:: ASSIGNED TASK ::
Each entry below has to be written out again without any change.
┌────────
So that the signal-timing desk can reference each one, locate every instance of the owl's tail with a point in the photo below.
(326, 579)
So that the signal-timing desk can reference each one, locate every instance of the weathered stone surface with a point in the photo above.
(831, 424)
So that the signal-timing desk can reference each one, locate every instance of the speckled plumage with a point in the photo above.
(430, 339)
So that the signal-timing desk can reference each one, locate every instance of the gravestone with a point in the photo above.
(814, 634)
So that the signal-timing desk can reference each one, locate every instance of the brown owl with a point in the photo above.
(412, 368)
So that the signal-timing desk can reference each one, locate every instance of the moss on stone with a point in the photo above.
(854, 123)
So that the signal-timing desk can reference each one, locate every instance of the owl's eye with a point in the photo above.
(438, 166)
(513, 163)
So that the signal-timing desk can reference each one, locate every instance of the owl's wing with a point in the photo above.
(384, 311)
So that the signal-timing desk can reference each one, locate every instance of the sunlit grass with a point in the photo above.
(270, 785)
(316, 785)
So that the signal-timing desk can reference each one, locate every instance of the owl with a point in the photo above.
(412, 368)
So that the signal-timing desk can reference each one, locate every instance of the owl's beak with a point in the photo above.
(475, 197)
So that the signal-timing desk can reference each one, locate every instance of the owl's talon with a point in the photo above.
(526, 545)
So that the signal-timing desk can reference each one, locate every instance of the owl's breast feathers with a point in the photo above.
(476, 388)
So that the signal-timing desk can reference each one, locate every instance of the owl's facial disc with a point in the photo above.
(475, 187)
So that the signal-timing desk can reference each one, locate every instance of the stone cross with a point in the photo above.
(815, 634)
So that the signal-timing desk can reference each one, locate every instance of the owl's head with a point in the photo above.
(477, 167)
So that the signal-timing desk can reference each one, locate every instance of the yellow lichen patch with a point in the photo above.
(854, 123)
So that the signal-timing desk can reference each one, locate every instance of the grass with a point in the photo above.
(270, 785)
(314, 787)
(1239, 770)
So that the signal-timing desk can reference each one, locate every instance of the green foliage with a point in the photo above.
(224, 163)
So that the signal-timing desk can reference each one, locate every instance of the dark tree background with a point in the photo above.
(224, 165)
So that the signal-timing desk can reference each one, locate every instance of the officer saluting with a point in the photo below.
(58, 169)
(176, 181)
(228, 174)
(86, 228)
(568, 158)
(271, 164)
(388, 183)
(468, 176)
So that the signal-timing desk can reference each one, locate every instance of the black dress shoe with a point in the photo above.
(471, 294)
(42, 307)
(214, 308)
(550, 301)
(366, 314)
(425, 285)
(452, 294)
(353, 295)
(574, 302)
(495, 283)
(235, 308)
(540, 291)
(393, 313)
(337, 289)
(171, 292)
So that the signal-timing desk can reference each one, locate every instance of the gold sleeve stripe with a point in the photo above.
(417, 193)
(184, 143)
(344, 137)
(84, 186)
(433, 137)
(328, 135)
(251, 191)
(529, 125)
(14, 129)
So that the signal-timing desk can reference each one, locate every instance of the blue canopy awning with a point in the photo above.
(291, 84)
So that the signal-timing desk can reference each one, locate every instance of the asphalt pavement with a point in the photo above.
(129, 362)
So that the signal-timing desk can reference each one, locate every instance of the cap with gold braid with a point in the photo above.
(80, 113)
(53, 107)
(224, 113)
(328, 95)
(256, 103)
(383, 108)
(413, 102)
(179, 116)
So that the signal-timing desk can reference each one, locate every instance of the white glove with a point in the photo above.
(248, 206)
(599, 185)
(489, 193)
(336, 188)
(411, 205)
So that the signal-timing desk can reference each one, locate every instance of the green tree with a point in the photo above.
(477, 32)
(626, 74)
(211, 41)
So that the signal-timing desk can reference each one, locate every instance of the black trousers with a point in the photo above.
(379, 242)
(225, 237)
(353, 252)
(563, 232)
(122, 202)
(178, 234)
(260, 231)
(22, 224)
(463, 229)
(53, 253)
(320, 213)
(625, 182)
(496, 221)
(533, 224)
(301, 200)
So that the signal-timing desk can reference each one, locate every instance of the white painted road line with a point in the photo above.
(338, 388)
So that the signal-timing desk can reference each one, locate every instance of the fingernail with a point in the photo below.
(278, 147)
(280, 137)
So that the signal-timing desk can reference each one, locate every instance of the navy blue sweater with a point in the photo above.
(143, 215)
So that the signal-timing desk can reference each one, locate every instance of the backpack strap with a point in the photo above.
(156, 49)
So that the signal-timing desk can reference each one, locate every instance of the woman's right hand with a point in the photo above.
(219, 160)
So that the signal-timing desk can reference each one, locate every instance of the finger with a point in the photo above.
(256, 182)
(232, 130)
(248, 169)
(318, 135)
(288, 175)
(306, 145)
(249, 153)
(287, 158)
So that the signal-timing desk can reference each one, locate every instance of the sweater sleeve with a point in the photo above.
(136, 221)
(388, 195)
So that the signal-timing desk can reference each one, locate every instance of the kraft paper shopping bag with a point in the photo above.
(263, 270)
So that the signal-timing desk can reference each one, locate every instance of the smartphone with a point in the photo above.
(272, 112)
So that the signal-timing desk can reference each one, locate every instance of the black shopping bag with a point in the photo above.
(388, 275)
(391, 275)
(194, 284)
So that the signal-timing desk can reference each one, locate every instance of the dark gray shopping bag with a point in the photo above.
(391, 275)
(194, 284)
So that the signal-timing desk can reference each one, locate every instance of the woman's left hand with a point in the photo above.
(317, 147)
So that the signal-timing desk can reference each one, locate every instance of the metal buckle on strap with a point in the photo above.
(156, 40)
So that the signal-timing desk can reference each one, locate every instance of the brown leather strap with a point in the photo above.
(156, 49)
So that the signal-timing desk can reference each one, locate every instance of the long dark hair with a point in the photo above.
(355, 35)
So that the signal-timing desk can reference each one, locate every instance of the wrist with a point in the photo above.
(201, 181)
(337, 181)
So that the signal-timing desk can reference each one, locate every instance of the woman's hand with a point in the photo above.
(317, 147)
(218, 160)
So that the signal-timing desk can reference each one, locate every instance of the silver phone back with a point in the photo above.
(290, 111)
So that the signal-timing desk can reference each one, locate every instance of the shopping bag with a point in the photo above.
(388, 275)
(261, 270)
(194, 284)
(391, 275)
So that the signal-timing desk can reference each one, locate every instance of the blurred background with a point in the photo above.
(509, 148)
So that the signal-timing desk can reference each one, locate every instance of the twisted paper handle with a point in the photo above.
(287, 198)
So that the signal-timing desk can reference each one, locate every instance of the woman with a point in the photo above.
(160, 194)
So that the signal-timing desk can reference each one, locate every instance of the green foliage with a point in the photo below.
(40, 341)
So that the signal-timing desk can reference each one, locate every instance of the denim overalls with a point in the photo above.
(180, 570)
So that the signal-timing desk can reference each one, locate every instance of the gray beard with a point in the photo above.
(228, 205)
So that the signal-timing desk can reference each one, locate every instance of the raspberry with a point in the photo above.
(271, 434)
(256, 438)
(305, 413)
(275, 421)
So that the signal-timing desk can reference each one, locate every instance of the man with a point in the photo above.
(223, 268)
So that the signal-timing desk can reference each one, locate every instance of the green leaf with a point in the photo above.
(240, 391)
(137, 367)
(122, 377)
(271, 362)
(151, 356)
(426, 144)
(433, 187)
└────────
:: EXPECTED ANSWER ::
So that the signal-timing desk can reference each one, locate every instance of the owl's tail with a point in the photo below.
(326, 579)
So that the signal-timing desk can reference each one, locate every instance of the weathered stone surface with a point in the photo above.
(831, 424)
So that the signal-timing desk can reference each one, locate every instance of the speckled plumage with a point in the photo above.
(430, 339)
So that the signal-timing desk can reference each one, locate every instance of the gravestone with a point in the photo above.
(814, 634)
So that the signal-timing desk can reference each one, locate every instance of the brown owl with a point in the photo above.
(412, 368)
So that the signal-timing desk can reference each one, locate every instance of the moss on stone with a point in the photo above.
(854, 123)
So that the signal-timing desk can reference each one, locate every instance of the owl's eye with a point in the photo above.
(438, 166)
(513, 163)
So that the signal-timing desk can reference each one, locate every instance of the owl's wing with a point in the photo above.
(384, 311)
So that the signal-timing desk can reference each one, locate every instance of the sunlit grass with a point in the photo above.
(270, 785)
(316, 785)
So that the signal-timing desk can reference each one, locate every instance of the owl with a point in the photo above.
(412, 368)
So that the signal-timing desk can reference each one, locate every instance of the owl's beak with a point in the photo above.
(475, 197)
So that the signal-timing desk can reference each one, locate every instance of the owl's talon with a point in the photo above.
(526, 545)
So that the signal-timing desk can reference each one, locate every instance of the owl's breast feathers with a point in the photo above.
(476, 388)
So that the signal-timing desk can reference each one, locate every instance of the owl's facial disc with a point in the photo above.
(475, 187)
So that the signal-timing desk can reference each one, locate every instance of the stone cross with a point in the photo above.
(815, 634)
So that the signal-timing desk can reference each one, locate every instance of the owl's head with a point in the photo above.
(477, 167)
So that the signal-timing desk can reference each one, locate every instance of the yellow lichen patch with a point in the photo above.
(854, 123)
So that the signal-timing desk can reference each one, locate every instance of the grass with a point in the photo above.
(270, 785)
(314, 787)
(1239, 770)
So that the signal-timing desk can reference each one, locate every instance of the green foliage with a point in the photo above.
(224, 163)
So that the signal-timing desk can reference each one, locate every instance of the dark tree background with a point in the photo above.
(224, 165)
So that the signal-timing desk can reference each one, locate every instance of the officer saluting with a point in the photo below.
(58, 169)
(176, 181)
(228, 174)
(86, 228)
(568, 158)
(271, 164)
(388, 183)
(468, 176)
So that the signal-timing desk can reference each one, locate every instance of the black dress shoe with a point in the photo above.
(471, 294)
(42, 307)
(214, 308)
(550, 301)
(366, 314)
(425, 285)
(452, 294)
(353, 295)
(574, 302)
(495, 283)
(235, 308)
(540, 291)
(393, 313)
(337, 289)
(171, 292)
So that the signal-timing desk can reference each one, locate every instance of the gold sleeve stripe with a point in the photo above.
(417, 193)
(184, 143)
(344, 137)
(84, 186)
(433, 137)
(328, 135)
(251, 191)
(529, 125)
(14, 129)
So that the signal-timing desk can reference each one, locate every instance of the blue canopy awning with a point in the photo above.
(291, 84)
So that the signal-timing desk can reference each one, locate every instance of the asphalt pavement with a point in the photo above.
(129, 362)
So that the signal-timing desk can reference each one, locate every instance of the cap with gold braid with a point in the photo above.
(80, 113)
(53, 107)
(224, 113)
(328, 95)
(256, 103)
(383, 108)
(413, 102)
(179, 116)
So that the signal-timing desk can reference each one, locate every instance of the white glove with a point in the photo above.
(248, 206)
(599, 185)
(489, 193)
(336, 188)
(411, 205)
So that the signal-timing desk can reference each one, locate every instance of the green tree with a point in the photo above.
(477, 32)
(626, 74)
(211, 41)
So that the signal-timing desk can reference each one, locate every instance of the black trousers with a point in the photo above.
(379, 242)
(225, 237)
(353, 252)
(563, 232)
(122, 202)
(178, 234)
(260, 231)
(22, 224)
(463, 229)
(53, 253)
(320, 213)
(625, 182)
(496, 221)
(533, 224)
(301, 200)
So that the signal-timing desk can reference each one, locate every instance of the white painted road line with a point in the photo above.
(338, 388)
So that the signal-timing desk can reference each one, locate every instance of the fingernail with a point in the photo below.
(278, 147)
(280, 137)
So that the signal-timing desk can reference each one, locate every instance of the navy blue sweater with a point in the photo above.
(143, 215)
So that the signal-timing desk can reference each one, locate every instance of the backpack strap with a point in the photo above.
(156, 49)
So that the signal-timing desk can reference each one, locate every instance of the woman's right hand with a point in the photo above.
(219, 160)
So that the signal-timing desk can reference each one, locate every instance of the finger with a point in the photo above.
(256, 182)
(232, 130)
(248, 169)
(318, 135)
(288, 175)
(306, 145)
(249, 153)
(287, 158)
So that the signal-timing desk can reference each one, locate every instance of the sweater sleeve with a point in the photo above.
(136, 221)
(388, 195)
So that the signal-timing desk can reference each one, locate every instance of the kraft paper shopping bag with a point in the photo above.
(263, 270)
So that the signal-timing desk can reference each one, locate every instance of the smartphone with a point in the photo above.
(272, 112)
So that the signal-timing desk can reference each one, locate every instance of the black shopping bag with a point in the photo above.
(388, 275)
(391, 275)
(194, 284)
So that the signal-timing desk can reference each one, locate every instance of the dark gray shopping bag with a point in the photo above.
(391, 275)
(194, 284)
So that the signal-timing desk can reference each one, locate every instance of the woman's left hand with a point in the photo above.
(317, 147)
So that the signal-timing desk can reference each one, locate every instance of the metal buckle on strap with a point in the photo above.
(156, 40)
So that the signal-timing desk can reference each one, locate every instance of the brown leather strap with a point in the photo above.
(156, 49)
So that the signal-timing desk can reference each one, locate every instance of the long dark hair with a point in the photo above.
(355, 35)
So that the signal-timing desk can reference each one, locate every instance of the wrist with a point in the photo above.
(201, 181)
(337, 181)
So that the signal-timing desk can reference each one, locate every instance of the woman's hand with a point in the photo above.
(317, 147)
(218, 160)
So that the signal-timing desk can reference each one, locate every instance of the silver phone back with a point in the photo above.
(290, 111)
So that the signal-timing desk can reference each one, locate every instance of the shopping bag with a point in the photo above.
(388, 275)
(261, 270)
(194, 284)
(391, 275)
So that the signal-timing desk can reference each one, locate every instance of the blurred background with a point in the photo above.
(509, 148)
So that the signal-timing desk can reference each one, locate every instance of the twisted paper handle with a point in the photo above.
(287, 198)
So that the signal-timing desk can reference each one, locate every instance of the woman with a point in the photo above.
(160, 194)
So that the signal-timing desk can reference each one, locate every instance of the green foliage with a point in the photo below.
(40, 341)
So that the signal-timing desk can reference each one, locate every instance of the denim overalls with a point in the photo above.
(180, 570)
So that the signal-timing desk can reference each one, locate every instance of the gray beard with a point in the photo above.
(228, 205)
So that the signal-timing desk can reference each one, locate every instance of the raspberry with a point in the photo above.
(271, 434)
(256, 438)
(305, 413)
(275, 421)
So that the signal-timing desk can reference each one, locate every instance of the man with a point in the photo above.
(223, 268)
So that the signal-timing desk can reference each one, locate every instance of the green leaf with a point in the photo above.
(240, 391)
(137, 367)
(122, 377)
(271, 362)
(151, 356)
(426, 144)
(433, 187)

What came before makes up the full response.